— Start TEXT BLOCK —

You hear this term thrown around. They say, yeah, do your due diligence. You'd better do your due diligence. What does that mean though? I'm going to read the definition and he's going to explain to us what it means in layman's terms that my third grade mind can handle. So here we go.
Due diligence-- the process of examining a property, related documents, and procedures conducted by or for the potential lender or purchaser to reduce risk. Applying a consistent standard of inspection and investigation, one can determine if the actual conditions do or do not reflect the information as represented. What? What does that mean, my friend?
-So when you're evaluating an investment opportunity this would be all the work you would do to determine if it's measuring up to what you expected. So for example, if you're buying a office building you would look at-- review all the leases, you would read them, you may interview the tenants to make sure that the tenants are actually happy with the building and want to be there. You would review the expenses and make sure that the expenses are accurate for that type of a building. You would inspect the physical property and determine if it's in good condition.
-What kind of things do you find when doing due diligence where-- let's say you have an agreement. You haven't signed anything yet but you have a offer and you're thinking about buying in somebody's building. And then you're doing your due diligence and you find uh-oh. What kind of stuff do you find in there where you go uh-oh?

— End TEXT BLOCK —

REQUIRED TASK A ->
According to the definition read in the due diligence transcript, what is the process meant to do for the potential lender or purchaser?
REQUIRED TASK B ->
Write what comes next in the due diligence transcript, continuing after its final question.

— Start RECORDED INFORMATION —

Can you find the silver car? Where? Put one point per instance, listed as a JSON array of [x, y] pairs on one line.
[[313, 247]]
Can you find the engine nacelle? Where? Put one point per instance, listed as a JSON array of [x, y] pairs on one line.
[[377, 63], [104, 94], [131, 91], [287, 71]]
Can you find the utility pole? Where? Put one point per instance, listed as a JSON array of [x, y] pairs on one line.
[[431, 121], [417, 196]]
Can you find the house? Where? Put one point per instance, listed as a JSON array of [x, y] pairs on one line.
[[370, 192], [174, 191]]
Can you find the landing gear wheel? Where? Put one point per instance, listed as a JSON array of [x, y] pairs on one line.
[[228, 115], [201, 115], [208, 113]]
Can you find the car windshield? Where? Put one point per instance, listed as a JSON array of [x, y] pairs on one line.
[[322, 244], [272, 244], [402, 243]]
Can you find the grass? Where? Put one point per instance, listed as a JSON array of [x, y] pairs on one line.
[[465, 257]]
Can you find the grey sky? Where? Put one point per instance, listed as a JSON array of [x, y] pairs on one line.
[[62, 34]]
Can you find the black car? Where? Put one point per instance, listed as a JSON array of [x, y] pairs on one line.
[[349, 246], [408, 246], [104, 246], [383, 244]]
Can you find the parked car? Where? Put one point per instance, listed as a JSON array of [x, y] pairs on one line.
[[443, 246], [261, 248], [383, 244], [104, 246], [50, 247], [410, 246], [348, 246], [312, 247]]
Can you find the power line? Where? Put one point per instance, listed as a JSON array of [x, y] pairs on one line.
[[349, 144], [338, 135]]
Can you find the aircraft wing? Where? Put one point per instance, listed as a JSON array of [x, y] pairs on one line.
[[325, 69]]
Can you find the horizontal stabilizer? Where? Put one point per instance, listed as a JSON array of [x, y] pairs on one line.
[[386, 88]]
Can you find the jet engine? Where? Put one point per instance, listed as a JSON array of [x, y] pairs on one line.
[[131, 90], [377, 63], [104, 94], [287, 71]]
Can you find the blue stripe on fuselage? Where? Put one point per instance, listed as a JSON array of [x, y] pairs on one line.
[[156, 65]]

— End RECORDED INFORMATION —

EXERCISE RESPONSE A ->
Reduce risk.

EXERCISE RESPONSE B ->
-Well, you may have a seller that says, look at this beautiful building. The broker's telling you how wonderful this building is. There's beautiful pictures of it in the offering memorandum but you get in there and start looking up close and the air conditioning system's shot, the roof could be bad, maybe all the tenants that you were counting on are having financial troubles and may stop paying their rent. Those are things you would be examining and considering as you do your due diligence.
-How much of your time is spent-- let's say you have a deal and let's say you're going to spend 100 hours total. I'm just making up the number, but if you're going to spend 100 hours on the deal total, how much of that time is spent doing due diligence?
-The bulk of it, and that's the key. Knowing what you're buying.
-Really? I've heard it said over and over by real estate investment gurus. You make your money when you buy, and you need to do your due diligence to figure out of it's a good deal. So you're talking to me and the majority of the time is spent doing due diligence.
-Absolutely, and it's not too bad things you're looking for. Sometimes it's upside or positive things that maybe other buyers don't recognize.
-I was doing some due diligence and preparing to share how much I appreciate you being here, and I came up with this little diddy, if you will. I wrote this down last night, and I wrote it out with a pen and I want to read it to you here. Good penmanship I used as well. Even the longest of words couldn't explain the entirety of the appreciation I have for you discussing due diligence with us today.
-Didn't that feel like a lyrical miracle?
-It is. Boom.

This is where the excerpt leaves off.